* ЗАДАНИЯ *
1: Повторите часть отрывка о летчиках По-2, начиная со слов «Вспомним за чаркою» и заканчивая словами «войне дан отбой.».
2: В каком городе находится вокзал, на перроне которого прощаются однополчане в отрывке о летчиках По-2?
3: Продолжите отрывок о летчиках По-2 после его последнего предложения.

* ПРИВЕДЕННЫЙ ОТРЫВОК *
• • • •
Вспомним за чаркою ночи морозные,
Вспомним седые снега,
Вспомним и то, как По-2 наши грозные
Били повсюду врага.
Мощным салютом Москва озаряется,
Значит, войне дан отбой.
Выпьем на радостях, как полагается.,
Друг мой крылатый, с тобой!…
На перроне вокзала в Эрфурте людно. Сегодня уезжают домой многие однополчане. Мы крепко обнимаемся, обещаем не забывать друг друга, обещаем писать. И никто еще не предполагает, что наша встреча состоится только через двадцать лет…
Глава 8. Опять первый вылет
В узких коридорах двухэтажного здания, где размещается «МАГОН УПА ГУСМП при СМ СССР»{13}, людно: одни перекуривают в перерывах между делами, другие обмениваются новостями или соображениями по поводу предстоящих полетов, третьи просто «травят».
• • • •
* Записи из коллекции *

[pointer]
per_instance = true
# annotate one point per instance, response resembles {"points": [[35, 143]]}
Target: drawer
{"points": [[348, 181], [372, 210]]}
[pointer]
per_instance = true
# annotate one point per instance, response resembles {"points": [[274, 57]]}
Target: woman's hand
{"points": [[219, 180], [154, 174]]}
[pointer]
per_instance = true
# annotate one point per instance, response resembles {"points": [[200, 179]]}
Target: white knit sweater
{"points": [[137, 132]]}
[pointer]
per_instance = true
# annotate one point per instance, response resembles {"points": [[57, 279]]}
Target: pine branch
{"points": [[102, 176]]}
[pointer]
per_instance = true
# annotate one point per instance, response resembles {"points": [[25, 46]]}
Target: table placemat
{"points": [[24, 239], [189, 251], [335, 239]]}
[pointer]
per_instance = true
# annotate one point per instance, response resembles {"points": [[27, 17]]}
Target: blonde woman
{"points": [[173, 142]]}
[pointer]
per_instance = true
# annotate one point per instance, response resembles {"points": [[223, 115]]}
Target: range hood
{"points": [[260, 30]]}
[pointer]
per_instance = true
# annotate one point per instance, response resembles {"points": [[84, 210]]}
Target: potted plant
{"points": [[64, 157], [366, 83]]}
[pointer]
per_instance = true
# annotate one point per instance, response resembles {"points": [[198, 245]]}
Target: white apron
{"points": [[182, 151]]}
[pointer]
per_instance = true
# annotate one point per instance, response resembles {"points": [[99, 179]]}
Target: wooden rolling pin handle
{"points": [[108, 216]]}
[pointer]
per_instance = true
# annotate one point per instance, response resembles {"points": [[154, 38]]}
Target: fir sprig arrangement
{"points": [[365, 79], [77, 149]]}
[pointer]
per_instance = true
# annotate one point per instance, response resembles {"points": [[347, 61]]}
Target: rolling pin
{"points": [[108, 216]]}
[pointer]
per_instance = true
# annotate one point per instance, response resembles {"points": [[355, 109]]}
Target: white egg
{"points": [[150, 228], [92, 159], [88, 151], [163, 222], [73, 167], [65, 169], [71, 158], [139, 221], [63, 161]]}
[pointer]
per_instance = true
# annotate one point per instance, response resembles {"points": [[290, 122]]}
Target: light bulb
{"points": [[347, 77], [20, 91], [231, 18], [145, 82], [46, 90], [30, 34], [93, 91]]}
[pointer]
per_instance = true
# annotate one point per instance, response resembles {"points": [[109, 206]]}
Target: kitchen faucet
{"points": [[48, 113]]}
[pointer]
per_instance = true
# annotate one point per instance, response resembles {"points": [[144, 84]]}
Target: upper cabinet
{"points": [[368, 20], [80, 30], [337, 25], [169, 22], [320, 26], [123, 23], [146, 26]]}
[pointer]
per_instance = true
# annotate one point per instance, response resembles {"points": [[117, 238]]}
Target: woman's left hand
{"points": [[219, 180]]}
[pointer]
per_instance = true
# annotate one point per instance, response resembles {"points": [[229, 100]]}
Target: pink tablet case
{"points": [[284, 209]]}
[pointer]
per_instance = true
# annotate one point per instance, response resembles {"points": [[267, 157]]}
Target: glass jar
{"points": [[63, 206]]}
• • • •
* ОЖИДАЕМЫЕ ОТВЕТЫ *
1:
Вспомним за чаркою ночи морозные,
Вспомним седые снега,
Вспомним и то, как По-2 наши грозные
Били повсюду врага.
Мощным салютом Москва озаряется,
Значит, войне дан отбой.

2: В Эрфурте.

3:
Меня и Дмитрия Филимоновича Островенко, а попросту Митю, добродушного, отзывчивого, чрезвычайно мягкого и общительного бортмеханика нашего экипажа, привели сюда хозяйственные заботы, связанные с оснащением самолета для ледовой разведки. Пока в бухгалтерии выписывают накладные [51] на всякого рода снаряжение, мы с Митей томимся в коридоре и прислушиваемся к чужим разговорам:
- Не видел Черевичного?
- В Арктике…
- Задков вчера притопал с ЗФИ{14}. Медвежат привез для зоопарка.
- Титлов! Эй, Титлов!
- Не кричи: час назад на Диксон подался.
- Вот досада! Письмо ему с Врангеля.
- Как поживает Чукотка?
- Все там - на краю географии. Вот пуржит только.
- Пурга и нас вчера над Таймыром зажала.
- А мы вот в Архангельск не пробились: туман! Пришлось до Ленинграда тянуть…
Я впитываю обрывки фраз, как музыку.
- Кто на ледовую?! Накладные готовы!
Митя толкает меня в плечо:
- Пошли. Нас.
- Постой, Филимоныч, - придерживает Островенко высокий и сутуловатый летчик. - Ты на Диксоне будешь?
- Возможно.
- Захвати, браток, письмо Титлову.
- С письмом, Петрович, вот к нему, - указывает Митя на меня. - Он у нас теперь помощник.
Высокий летчик сует мне в руки письмо и, придерживая за рукав, объясняет:
- Будешь в Архангельске, передай привет дяде Саше. Скажи, Вадим Падалко кланяется, а посылочку завтра соберу…
- А кто такой дядя Саша? - растерянно спрашиваю я.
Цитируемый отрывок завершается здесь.